▶ _Set task 1_:
List every row below that contains the string "black", copying each such row in full. Matching is case-sensitive.

▶ _Excerpted text_:

+++

# San Francisco - Running WotC published D&D adventures



## jjk3 (Mar 13, 2007)

Hey everyone,

I'm looking for a few players to run through the WotC published D&D adventures, running from level 1 to level 20. I'm thinking about running the following adventures:

- The Sunless Citadel (lvl 1-3)
- The Forge of Fury (lvl 3-5)
- Red Hand of Doom (lvl 5-12)
- Deep Horizon (lvl 13-15)
- Lord of the Iron Fortress (lvl 15-17)
- Bastion of Broken Souls (lvl 18-20)

I have run the Sunless Citadel before which was fun and played through the Red Hand of Doom which I thought was excellent. I have lots of experience running home brewed stuff, so it's entirely possible at some point that I will throw in my own stuff or heavily customize these adventures.

I'm looking to host the games at my place in the south part of San Francisco (Ingleside) about every other weekend. I'm thinking either Friday nights or Sunday days, depending on works for most of the players. We can switch it up for what ever works for people at the time.

So drop me a line at rpg@jjk3.com if you are a gamer who would love to help me turn these adventures into something more than just a hack and slash dungeon crawl and have not had the pleasure of playing through these adventures. Please let me know your game experience and if you own and/or have read a players hand book (not required, just to get an idea of you experience level).
Reply With Quote


----------



## BLion (Apr 6, 2007)

*Still looking for players?*

If you are still looking I am interested.  Played a lot in mid-80's-early 90's but  not much last 10 years.  Olny intersted in mature play not hack & slash.  Reveiwng v3.5 rules now.  Live down in San Mateo but travel is not a problem.


----------

+++

▶ _Supplied material_:
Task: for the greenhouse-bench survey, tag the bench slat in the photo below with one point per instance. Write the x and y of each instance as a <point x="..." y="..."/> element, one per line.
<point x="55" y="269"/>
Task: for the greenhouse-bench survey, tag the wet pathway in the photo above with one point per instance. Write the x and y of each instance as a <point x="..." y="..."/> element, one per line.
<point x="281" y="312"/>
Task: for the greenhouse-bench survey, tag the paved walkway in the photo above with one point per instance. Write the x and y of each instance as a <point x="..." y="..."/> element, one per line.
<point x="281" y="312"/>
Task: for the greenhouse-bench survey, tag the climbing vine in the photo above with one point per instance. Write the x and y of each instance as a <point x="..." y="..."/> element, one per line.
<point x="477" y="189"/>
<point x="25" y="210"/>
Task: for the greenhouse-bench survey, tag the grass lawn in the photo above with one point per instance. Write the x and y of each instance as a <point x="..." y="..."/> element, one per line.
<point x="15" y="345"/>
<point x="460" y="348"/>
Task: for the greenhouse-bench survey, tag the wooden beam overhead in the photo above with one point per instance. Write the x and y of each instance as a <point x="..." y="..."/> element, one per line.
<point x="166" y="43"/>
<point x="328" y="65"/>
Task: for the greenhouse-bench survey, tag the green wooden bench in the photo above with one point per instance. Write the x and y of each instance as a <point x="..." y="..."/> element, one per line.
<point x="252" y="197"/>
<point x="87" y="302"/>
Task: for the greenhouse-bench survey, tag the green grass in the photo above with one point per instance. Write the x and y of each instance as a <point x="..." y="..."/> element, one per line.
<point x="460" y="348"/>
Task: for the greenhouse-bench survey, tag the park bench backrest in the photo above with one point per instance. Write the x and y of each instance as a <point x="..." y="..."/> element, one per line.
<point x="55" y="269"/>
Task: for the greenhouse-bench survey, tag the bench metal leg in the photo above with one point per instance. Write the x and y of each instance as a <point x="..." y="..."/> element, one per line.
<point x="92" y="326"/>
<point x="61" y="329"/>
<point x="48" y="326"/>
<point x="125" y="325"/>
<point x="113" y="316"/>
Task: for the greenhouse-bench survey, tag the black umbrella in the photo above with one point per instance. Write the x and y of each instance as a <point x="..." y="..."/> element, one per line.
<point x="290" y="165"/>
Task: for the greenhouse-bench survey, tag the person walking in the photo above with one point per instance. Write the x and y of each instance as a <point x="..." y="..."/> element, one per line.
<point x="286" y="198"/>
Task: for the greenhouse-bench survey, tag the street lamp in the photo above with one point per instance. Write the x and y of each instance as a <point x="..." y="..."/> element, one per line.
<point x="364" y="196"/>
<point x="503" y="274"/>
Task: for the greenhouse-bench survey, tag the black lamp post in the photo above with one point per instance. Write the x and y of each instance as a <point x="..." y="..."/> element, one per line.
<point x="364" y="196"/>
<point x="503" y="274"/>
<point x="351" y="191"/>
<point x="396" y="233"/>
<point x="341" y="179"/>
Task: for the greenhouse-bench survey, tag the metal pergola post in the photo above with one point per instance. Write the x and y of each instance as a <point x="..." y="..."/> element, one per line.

+++

▶ _Set task 2_:
Update the forum thread starting with "- The Forge" and going on through "at the time." by replacing "Friday nights" with "Saturday nights", and give that stretch in full.

▶ _Task output 1_:
Task: for the greenhouse-bench survey, tag the black umbrella in the photo above with one point per instance. Write the x and y of each instance as a <point x="..." y="..."/> element, one per line.
Task: for the greenhouse-bench survey, tag the black lamp post in the photo above with one point per instance. Write the x and y of each instance as a <point x="..." y="..."/> element, one per line.

▶ _Task output 2_:
- The Forge of Fury (lvl 3-5)
- Red Hand of Doom (lvl 5-12)
- Deep Horizon (lvl 13-15)
- Lord of the Iron Fortress (lvl 15-17)
- Bastion of Broken Souls (lvl 18-20)

I have run the Sunless Citadel before which was fun and played through the Red Hand of Doom which I thought was excellent. I have lots of experience running home brewed stuff, so it's entirely possible at some point that I will throw in my own stuff or heavily customize these adventures.

I'm looking to host the games at my place in the south part of San Francisco (Ingleside) about every other weekend. I'm thinking either Saturday nights or Sunday days, depending on works for most of the players. We can switch it up for what ever works for people at the time.